Given passage:

........

Virginia Tech microbe research featured in Scientific American
January 17, 2017
Take a deep breath.
The air you’re breathing is home to tiny microbes that ride currents like molecular trapeze artists and can swing on transparent air streams for thousands of miles.
That is the subject of an article published in Scientific American this week by two Virginia Tech researchers who are examining what is in the air and using drones to learn how airborne microbes travel across the globe.
“Many of the microorganisms we collect in the atmosphere are understudied or even new to science. We are only just beginning to appreciate the tremendous biodiversity of microorganisms in our atmosphere,” wrote David Schmale and Shane Ross.
Schmale is a professor of plant pathology, physiology, and weed science in the College of Agriculture and Life Sciences and an affliated researcher with the Fralin Life Science Institute. Ross is an associate professor of biomedical engineering and mechanics in the College of Engineering.
The team writes about how they have tracked the acrobatic pathways of those microbes by discovering how they contribute to plant disease and weather patterns, and travel through air and on water.
“Microbes in the atmosphere may be pathogens of plants, animals, and people. Some live in the clouds as invisible weather-makers, nucleating rain, hail, and even snow. Others are professional surfers, riding atmospheric waves in search of new homes in new locations,” the team wrote in the article. “Understanding how and when these plant pathogens are transported through the atmosphere to susceptible crops is a prerequisite for managing disease.”
The article is also a window into discoveries using drones to research pathogens.
“New tools and technology enable us to answer important questions about where these microbes are coming from, where they are going, and what they are doing in the atmosphere,” the team wrote.
Schmale and Ross have been tracking different species of fungi in the genus Fusarium in the atmosphere with drones and ground-based sampling devices.
One species, Fusarium graminearum, produces two types of spores that may be released from the debris of corn and small grains. When these spores land on wheat and the silks of flowering corn, the fungus takes over the developing kernels. The fungus can produce dangerous toxins, such as deoxynivalenol and zearalenone, a mycotoxin that mimics the hormone estrogen. These toxins can threaten domestic animal health.
When the team analyzed Fusarium colonies collected in the atmosphere with drones, they found that some of the fungi were airborne for several hours, a sufficient amount of time to be affected by large-scale weather patterns tens to hundreds of miles long.
Dust also makes for handy molecular taxicabs. Some microbes travel across continents on dust particles when they might otherwise be subsumed by ultraviolet light exposure, the team wrote. So popular are the global dust lanes for microbes that an estimated hundreds of millions of tons of African dust land in Florida every year.
The pair also discuss how microbes induce weather. Some strains of the bacterium Pseudomonas syringae produce a protein that may facilitate precipitation. This bacterium is part of a commercial product that makes artificial snow.
Funding from a number of different programs through the National Science Foundation has supported the researchers' work on the atmospheric transport of microorganisms.
Microorganisms are high fliers not only on land, but also in the sea and other aquatic environments as well. Schmale and Ross discovered that aerosolization of microbes may occur when waves crash, bubbles burst, wind sweeps across still water surfaces, or from impacts from droplets splashing.
The team has been collecting microbes using drones and unmanned boats in and over water. It is the next unexplored frontier of microbial transport, according to the team.
To paraphrase Morpheus from the Matrix, “You think that’s air you’re breathing now?” How do you define air? Schmale and Ross say the answer might be more than oxygen — it may be the microbes themselves.

........

Data listing:
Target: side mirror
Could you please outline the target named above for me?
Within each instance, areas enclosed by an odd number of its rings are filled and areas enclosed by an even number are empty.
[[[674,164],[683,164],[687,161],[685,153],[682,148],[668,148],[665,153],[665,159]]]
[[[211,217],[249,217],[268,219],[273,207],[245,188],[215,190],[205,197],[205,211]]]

........

Assignment:
Answer these from the text on Virginia Tech microbe research:
(a) In which college is Shane Ross an associate professor?
(b) Which genus of fungi have Schmale and Ross been tracking in the atmosphere with drones and ground-based sampling devices?
(c) Which bacterium is part of a commercial product that makes artificial snow?

Solved problem:
(a) The College of Engineering.
(b) Fusarium.
(c) Pseudomonas syringae.